▶ Point-based annotation data
>>>>>

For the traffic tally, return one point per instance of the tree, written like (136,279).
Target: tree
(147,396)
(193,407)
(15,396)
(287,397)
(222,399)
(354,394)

<<<<<

▶ Exercise prompt
Substitute "lamppost" for each occurrence of "tree" throughout the material and change nothing else.

▶ Result for this exercise
For the traffic tally, return one point per instance of the lamppost, written like (136,279).
Target: lamppost
(147,396)
(193,407)
(15,396)
(287,397)
(222,399)
(354,394)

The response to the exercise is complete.